REQUIREMENTS
Report every line of the entries below that contains the string "facade", copying each such line in full. The match is case-sensitive.

Dataset rows
[Begin]

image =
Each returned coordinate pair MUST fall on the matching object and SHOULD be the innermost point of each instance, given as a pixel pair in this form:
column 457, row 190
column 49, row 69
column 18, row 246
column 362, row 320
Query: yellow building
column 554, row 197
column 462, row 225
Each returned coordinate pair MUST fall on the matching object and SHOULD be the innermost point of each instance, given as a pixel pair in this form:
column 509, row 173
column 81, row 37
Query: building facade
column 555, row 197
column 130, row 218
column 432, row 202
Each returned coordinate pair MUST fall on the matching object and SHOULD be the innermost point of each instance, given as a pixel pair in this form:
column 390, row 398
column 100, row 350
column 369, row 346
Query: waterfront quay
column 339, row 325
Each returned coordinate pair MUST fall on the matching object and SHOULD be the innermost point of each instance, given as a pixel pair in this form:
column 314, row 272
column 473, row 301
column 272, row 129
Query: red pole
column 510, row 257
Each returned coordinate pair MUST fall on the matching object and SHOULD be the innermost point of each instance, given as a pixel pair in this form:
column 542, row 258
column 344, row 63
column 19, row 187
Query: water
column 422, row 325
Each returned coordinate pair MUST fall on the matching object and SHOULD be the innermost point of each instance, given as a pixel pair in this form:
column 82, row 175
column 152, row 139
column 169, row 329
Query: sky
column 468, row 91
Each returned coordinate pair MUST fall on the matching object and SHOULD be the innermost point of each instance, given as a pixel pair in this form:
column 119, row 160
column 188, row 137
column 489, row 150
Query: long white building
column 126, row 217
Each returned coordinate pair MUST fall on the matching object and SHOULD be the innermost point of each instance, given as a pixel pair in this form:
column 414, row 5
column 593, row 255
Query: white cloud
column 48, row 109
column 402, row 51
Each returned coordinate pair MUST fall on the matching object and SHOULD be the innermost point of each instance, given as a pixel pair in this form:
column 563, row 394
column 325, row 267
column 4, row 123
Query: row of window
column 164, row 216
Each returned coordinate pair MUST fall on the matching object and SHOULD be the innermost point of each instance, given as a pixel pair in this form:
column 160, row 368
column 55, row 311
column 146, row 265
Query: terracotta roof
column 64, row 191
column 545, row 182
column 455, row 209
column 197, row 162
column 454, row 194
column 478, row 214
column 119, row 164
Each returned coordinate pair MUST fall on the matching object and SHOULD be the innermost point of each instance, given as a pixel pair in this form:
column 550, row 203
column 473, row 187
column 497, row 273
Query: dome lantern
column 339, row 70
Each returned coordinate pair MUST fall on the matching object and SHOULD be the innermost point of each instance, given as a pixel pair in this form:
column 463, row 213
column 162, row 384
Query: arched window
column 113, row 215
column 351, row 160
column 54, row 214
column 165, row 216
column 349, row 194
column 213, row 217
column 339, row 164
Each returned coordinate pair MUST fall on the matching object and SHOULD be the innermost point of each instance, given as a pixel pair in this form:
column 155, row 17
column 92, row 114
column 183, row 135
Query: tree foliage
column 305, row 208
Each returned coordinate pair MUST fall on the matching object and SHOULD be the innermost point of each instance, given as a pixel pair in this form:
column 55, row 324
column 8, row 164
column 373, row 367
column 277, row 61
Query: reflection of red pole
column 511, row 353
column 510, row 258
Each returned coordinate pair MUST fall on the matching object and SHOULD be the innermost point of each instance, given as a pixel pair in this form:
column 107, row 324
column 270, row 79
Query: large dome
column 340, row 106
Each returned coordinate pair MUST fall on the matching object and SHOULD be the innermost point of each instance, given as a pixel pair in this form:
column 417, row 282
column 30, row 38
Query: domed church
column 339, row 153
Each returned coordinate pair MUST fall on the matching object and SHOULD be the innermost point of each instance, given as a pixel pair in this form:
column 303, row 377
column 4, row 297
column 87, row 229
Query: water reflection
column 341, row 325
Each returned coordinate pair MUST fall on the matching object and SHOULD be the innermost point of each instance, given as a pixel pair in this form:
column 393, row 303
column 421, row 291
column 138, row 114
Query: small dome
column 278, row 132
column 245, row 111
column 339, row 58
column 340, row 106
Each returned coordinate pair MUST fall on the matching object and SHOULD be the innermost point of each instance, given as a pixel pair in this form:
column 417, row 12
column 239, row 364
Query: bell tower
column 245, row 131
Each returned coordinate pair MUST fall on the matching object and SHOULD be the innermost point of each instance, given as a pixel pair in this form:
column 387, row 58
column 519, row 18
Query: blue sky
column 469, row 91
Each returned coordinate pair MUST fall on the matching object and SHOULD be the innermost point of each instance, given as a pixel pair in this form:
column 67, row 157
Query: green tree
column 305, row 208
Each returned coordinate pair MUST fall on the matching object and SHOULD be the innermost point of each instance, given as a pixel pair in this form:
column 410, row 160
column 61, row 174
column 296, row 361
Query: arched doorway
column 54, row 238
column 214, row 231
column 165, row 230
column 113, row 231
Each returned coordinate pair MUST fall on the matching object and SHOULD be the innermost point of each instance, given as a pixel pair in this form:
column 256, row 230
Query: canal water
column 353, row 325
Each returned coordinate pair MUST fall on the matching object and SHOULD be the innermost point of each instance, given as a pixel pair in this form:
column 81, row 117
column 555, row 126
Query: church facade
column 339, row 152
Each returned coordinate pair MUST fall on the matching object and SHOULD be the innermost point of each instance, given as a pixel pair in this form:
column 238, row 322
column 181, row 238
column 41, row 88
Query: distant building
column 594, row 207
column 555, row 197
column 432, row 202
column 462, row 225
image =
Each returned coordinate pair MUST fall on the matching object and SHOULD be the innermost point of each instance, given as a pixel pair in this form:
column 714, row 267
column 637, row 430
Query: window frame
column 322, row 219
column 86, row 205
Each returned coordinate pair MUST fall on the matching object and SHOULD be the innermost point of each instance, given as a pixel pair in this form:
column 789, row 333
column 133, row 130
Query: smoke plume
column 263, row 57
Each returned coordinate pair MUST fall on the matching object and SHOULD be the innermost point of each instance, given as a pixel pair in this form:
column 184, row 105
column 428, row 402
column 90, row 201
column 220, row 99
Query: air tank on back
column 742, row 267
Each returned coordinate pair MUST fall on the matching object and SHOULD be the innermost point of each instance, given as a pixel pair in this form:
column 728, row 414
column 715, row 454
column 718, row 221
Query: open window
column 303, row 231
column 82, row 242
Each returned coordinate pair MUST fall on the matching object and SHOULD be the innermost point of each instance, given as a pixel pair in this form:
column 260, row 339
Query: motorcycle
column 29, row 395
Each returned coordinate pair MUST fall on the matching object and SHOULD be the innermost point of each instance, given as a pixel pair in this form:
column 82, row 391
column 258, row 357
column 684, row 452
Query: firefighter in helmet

[End]

TASK SOLUTION
Query: building facade
Query: church facade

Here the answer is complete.